THE PROBLEM:
Can you write out all the records below again, replacing every "one line per instance" with "one line per object" and leaving everything else unchanged?

*** DATASET CONTENT ***

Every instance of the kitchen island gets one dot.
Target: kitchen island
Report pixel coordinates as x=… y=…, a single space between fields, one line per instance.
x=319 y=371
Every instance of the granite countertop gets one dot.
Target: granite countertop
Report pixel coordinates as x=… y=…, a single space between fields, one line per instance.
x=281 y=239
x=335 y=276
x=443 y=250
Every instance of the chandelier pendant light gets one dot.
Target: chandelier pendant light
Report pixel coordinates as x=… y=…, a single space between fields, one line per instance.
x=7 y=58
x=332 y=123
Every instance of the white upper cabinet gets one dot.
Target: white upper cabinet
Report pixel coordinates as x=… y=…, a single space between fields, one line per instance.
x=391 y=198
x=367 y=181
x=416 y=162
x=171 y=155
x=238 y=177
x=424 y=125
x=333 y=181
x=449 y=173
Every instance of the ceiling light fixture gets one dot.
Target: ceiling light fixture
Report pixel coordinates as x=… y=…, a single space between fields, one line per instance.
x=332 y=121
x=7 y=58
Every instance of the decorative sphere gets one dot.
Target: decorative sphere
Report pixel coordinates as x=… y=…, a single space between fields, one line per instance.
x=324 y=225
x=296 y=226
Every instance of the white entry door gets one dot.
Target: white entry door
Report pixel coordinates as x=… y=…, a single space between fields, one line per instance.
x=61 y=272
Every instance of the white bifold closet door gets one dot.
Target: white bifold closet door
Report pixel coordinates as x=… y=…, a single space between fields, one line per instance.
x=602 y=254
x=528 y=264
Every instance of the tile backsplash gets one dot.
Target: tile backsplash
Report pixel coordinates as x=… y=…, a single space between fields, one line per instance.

***

COMPLETE OUTPUT:
Every instance of the kitchen island gets one dot.
Target: kitchen island
Report pixel coordinates as x=… y=…, a single space between fields, one line per object.
x=319 y=371
Every instance of the granite countertop gets one dot.
Target: granite countertop
Report pixel coordinates as x=… y=…, a single space between fields, one line per object.
x=281 y=239
x=335 y=276
x=443 y=250
Every instance of the chandelier pendant light gets one dot.
Target: chandelier pendant light
Report pixel coordinates as x=… y=…, a single space between fields, one line per object.
x=7 y=58
x=332 y=123
Every instance of the white upper cabinet gets one dot.
Target: white upper cabinet
Report pixel coordinates as x=… y=…, a single space between fields, one line per object.
x=391 y=198
x=367 y=181
x=416 y=162
x=171 y=155
x=238 y=177
x=424 y=125
x=333 y=181
x=449 y=173
Every instance of the ceiling light fixture gets one dot.
Target: ceiling light fixture
Report pixel coordinates as x=… y=…, a single space between fields, one line per object.
x=332 y=121
x=7 y=58
Every instance of the decorative sphere gets one dot.
Target: decorative sphere
Report pixel coordinates as x=… y=…, a single space between fields, one line per object.
x=324 y=225
x=296 y=226
Every instance of the white entry door gets one dot.
Target: white entry door
Report pixel coordinates as x=… y=…, a single space between fields, one line per object.
x=61 y=272
Every instance of the white bifold closet door gets one dot.
Target: white bifold closet door
Report pixel coordinates as x=… y=…, a single space between fields, one line per object.
x=602 y=254
x=528 y=264
Every instance of the tile backsplash gets one dot.
Target: tile backsplash
Report pixel coordinates as x=… y=…, a single space between fields, one line per object.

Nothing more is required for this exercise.